UNITED STATES
SECURITIES AND EXCHANGE COMMISSION
Washington, D.C. 20549
Form 8-K
Current Report
Pursuant to Section 13 or 15(d) of the Securities Exchange Act of 1934
Date of Report (Date of earliest event reported): September 12, 2006
Natus Medical Incorporated
(Exact name of registrant as specified in its charter)
000-33001
(Commission File Number)
Delaware | 77-0154833 | |
(State or other jurisdiction of incorporation) |
(I.R.S. Employer Identification No.) |
1501 Industrial Road
San Carlos, CA 94070
(Address of principal executive offices, with zip code)
650-802-0400
(Registrants telephone number, including area code)
Check the appropriate box below if the Form 8-K filing is intended to simultaneously satisfy the filing obligation of the registrant under any of the following provisions (see General Instruction A.2. below):
¨ | Written communications pursuant to Rule 425 under the Securities Act (17 CFR 230.425) |
¨ | Soliciting material pursuant to Rule 14a-12 under the Exchange Act (17 CFR 240.14a-12) |
¨ | Pre-commencement communications pursuant to Rule 14d-2(b) under the Exchange Act (17 CFR 240.14d-2(b)) |
¨ | Pre-commencement communications pursuant to Rule 13e-4(c) under the Exchange Act (17 CFR 240.13e-4(c)) |
Item 1.01. Entry into a Material Definitive Agreement.
The Company is a party to a Credit Agreement dated January 4, 2006 with Wells Fargo Bank under which it borrowed $10 million to complete the acquisition of Bio-logic Systems Corp. in January 2006, and under which $7.75 million in principal amount was outstanding at June 30, 2006. The loan is repayable over a four-year period.

----

• [Directions]
A. In the Form 8-K, rewrite everything from "Check the appropriate" down to "Material Definitive Agreement.", putting "Pre-launch" wherever "Pre-commencement" appears.
B. List every Code of Federal Regulations citation that appears in the Form 8-K.

Point-per-instance localization data
----

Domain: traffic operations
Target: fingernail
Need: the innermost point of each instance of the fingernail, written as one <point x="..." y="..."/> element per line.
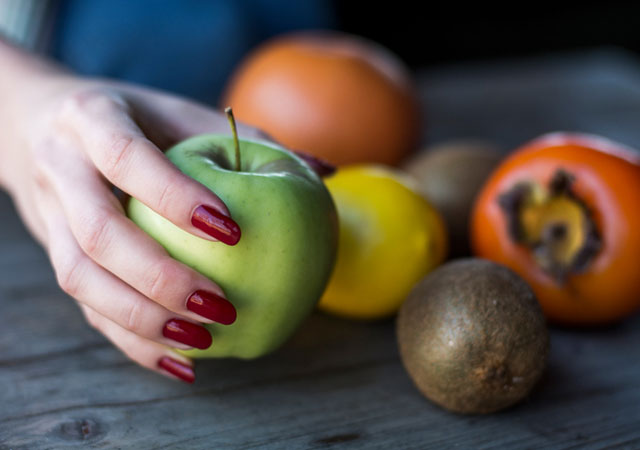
<point x="320" y="166"/>
<point x="212" y="306"/>
<point x="216" y="224"/>
<point x="187" y="333"/>
<point x="178" y="369"/>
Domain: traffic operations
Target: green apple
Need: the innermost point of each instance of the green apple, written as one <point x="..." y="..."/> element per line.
<point x="278" y="270"/>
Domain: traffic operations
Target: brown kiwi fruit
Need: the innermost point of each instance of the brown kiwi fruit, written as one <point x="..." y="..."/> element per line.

----

• [Numbered responses]
A.
Check the appropriate box below if the Form 8-K filing is intended to simultaneously satisfy the filing obligation of the registrant under any of the following provisions (see General Instruction A.2. below):
¨ | Written communications pursuant to Rule 425 under the Securities Act (17 CFR 230.425) |
¨ | Soliciting material pursuant to Rule 14a-12 under the Exchange Act (17 CFR 240.14a-12) |
¨ | Pre-launch communications pursuant to Rule 14d-2(b) under the Exchange Act (17 CFR 240.14d-2(b)) |
¨ | Pre-launch communications pursuant to Rule 13e-4(c) under the Exchange Act (17 CFR 240.13e-4(c)) |
Item 1.01. Entry into a Material Definitive Agreement.

B.
17 CFR 230.425
17 CFR 240.14a-12
17 CFR 240.14d-2(b)
17 CFR 240.13e-4(c)